Document section —
━━━━

Kentucky Route 195 (KY 195) is a  state highway in the U.S. state of Kentucky. The highway connects Ashcamp with Marrowbone with mostly rural areas of Pike County.

Route description
KY 195 begins at an intersection with KY 197 in Ashcamp, within Pike County. It travels in a fairly northwestern direction. It curves to the north-northwest, at a point just north of Hellier, and begins paralleling Marrowbone Creek. It travels through Big Branch. It then crosses over Marrowbone Creek and passes Maritha Johnson Cemetery just before curving to the northeast. Just before entering Lookout, it has a second crossing of Marrowbone Creek. In Lookout, it intersects the eastern terminus of KY 611 (Poor Bottom Road). KY 195 travels through Rockhouse and curves to the east. It curves to the north-northeast and passes what will eventually become the eastern terminus of KY 3174. It has a third crossing of Marrowbone Creek just south of Wolfpit. Just before leaving Wolfpit, it crosses Wolfpit Branch. The highway immediately curves to the northeast. It crosses over some railroad tracks and crosses over Russell Fork on the Earl Johnson Memorial Bridge just before meets its northern terminus, an intersection with US 460/KY 80 (Regina Belcher Highway).

━━━━

Exercises to complete —
A. In the Kentucky Route 195 article, write out the passage starting with "Kentucky Route 195 (KY 195)" and going on through "of Pike County.", substituting "remote" for "rural".
B. According to the Kentucky Route 195 article, on which bridge does the highway cross Russell Fork?

Record extracts —
━━━━

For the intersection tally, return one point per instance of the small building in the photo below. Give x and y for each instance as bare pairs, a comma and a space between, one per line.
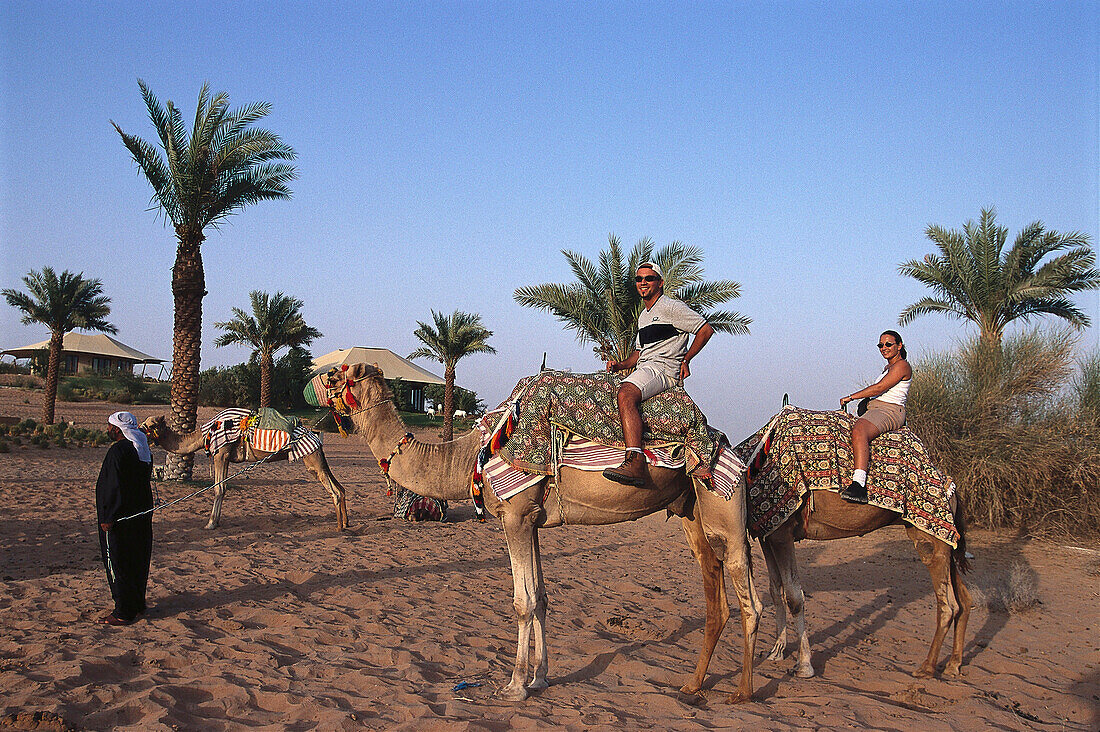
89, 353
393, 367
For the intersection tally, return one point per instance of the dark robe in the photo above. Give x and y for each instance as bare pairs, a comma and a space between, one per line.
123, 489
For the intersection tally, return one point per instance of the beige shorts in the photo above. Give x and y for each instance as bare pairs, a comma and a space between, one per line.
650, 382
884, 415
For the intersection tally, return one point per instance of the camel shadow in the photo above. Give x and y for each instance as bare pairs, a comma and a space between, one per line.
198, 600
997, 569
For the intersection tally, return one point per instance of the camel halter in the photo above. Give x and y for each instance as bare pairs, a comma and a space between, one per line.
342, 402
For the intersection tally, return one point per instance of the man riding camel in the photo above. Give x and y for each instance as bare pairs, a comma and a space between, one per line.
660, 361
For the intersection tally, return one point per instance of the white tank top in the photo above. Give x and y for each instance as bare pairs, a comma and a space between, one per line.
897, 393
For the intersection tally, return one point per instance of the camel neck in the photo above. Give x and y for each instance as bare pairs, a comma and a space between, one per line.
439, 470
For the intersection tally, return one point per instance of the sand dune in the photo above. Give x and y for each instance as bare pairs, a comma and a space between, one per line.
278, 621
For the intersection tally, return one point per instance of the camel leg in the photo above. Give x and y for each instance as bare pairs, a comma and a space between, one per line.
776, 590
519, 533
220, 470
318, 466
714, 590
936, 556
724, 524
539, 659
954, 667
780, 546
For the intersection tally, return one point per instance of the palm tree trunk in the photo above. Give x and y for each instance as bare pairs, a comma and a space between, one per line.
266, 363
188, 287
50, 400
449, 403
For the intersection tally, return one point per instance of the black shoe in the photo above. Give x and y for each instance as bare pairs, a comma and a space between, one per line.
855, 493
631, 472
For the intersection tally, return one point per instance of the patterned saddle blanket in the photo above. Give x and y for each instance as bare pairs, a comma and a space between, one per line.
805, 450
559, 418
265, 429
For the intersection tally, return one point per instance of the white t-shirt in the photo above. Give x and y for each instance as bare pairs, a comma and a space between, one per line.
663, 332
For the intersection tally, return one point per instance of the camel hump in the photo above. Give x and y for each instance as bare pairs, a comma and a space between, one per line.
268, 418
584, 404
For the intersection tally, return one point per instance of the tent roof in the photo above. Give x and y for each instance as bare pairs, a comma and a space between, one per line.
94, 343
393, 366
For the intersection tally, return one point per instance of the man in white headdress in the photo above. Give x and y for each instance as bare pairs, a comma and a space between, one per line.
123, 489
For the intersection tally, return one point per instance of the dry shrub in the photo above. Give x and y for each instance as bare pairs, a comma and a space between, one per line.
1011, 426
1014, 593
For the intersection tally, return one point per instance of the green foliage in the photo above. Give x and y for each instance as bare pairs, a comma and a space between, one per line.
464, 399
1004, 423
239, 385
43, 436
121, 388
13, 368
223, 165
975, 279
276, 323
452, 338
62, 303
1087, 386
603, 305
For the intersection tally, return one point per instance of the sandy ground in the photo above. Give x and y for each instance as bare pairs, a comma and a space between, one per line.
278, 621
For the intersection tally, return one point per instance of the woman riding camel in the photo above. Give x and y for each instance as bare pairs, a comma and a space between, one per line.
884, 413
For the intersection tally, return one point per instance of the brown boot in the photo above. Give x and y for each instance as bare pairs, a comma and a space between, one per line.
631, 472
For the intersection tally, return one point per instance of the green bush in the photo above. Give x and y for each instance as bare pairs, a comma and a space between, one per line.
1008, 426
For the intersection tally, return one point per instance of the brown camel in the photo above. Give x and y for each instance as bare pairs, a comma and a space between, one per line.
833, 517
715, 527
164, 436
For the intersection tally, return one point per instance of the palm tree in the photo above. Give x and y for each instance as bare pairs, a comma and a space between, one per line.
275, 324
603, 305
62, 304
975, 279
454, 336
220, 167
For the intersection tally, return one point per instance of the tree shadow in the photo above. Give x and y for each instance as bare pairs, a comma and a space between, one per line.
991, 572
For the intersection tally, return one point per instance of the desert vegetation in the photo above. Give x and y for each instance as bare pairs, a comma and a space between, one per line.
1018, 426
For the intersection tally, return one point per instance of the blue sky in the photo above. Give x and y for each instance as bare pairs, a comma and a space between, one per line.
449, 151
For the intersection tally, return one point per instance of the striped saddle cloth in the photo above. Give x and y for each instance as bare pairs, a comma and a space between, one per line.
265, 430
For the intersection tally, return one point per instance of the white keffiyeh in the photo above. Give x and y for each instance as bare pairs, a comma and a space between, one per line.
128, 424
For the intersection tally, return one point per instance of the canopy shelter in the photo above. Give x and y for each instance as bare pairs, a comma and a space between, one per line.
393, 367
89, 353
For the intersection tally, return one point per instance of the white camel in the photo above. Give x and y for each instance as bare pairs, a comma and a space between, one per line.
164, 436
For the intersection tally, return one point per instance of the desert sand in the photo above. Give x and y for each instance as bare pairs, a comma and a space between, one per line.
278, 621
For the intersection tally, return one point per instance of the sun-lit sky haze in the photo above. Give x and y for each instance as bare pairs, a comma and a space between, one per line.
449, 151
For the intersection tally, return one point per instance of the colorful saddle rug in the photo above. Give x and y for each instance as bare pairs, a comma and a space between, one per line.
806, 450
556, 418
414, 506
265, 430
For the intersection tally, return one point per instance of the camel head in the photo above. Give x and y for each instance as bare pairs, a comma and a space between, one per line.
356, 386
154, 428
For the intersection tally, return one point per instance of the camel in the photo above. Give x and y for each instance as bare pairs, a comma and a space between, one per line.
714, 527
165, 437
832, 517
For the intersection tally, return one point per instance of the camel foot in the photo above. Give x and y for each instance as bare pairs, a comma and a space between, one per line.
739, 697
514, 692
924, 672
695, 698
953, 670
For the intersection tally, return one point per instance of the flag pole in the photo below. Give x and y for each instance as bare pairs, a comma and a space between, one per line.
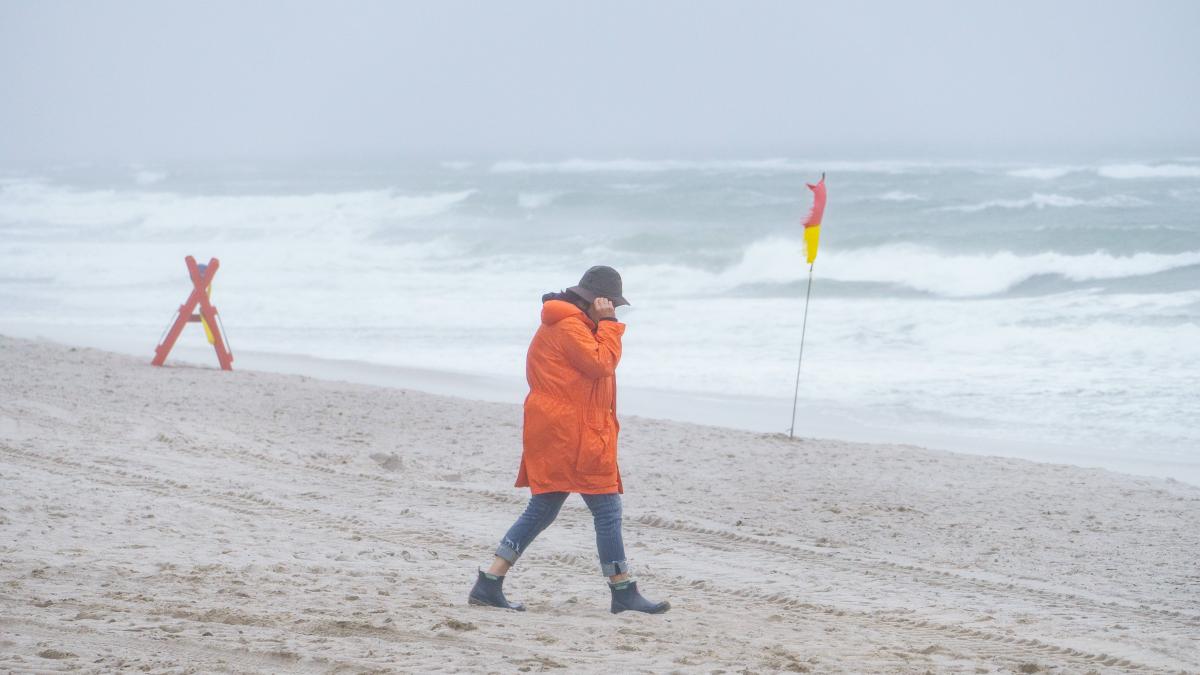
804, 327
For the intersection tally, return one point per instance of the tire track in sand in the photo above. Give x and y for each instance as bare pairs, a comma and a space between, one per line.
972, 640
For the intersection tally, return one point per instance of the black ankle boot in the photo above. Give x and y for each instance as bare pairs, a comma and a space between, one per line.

━━━━

Set of answers —
A.
Kentucky Route 195 (KY 195) is a  state highway in the U.S. state of Kentucky. The highway connects Ashcamp with Marrowbone with mostly remote areas of Pike County.

B. The Earl Johnson Memorial Bridge.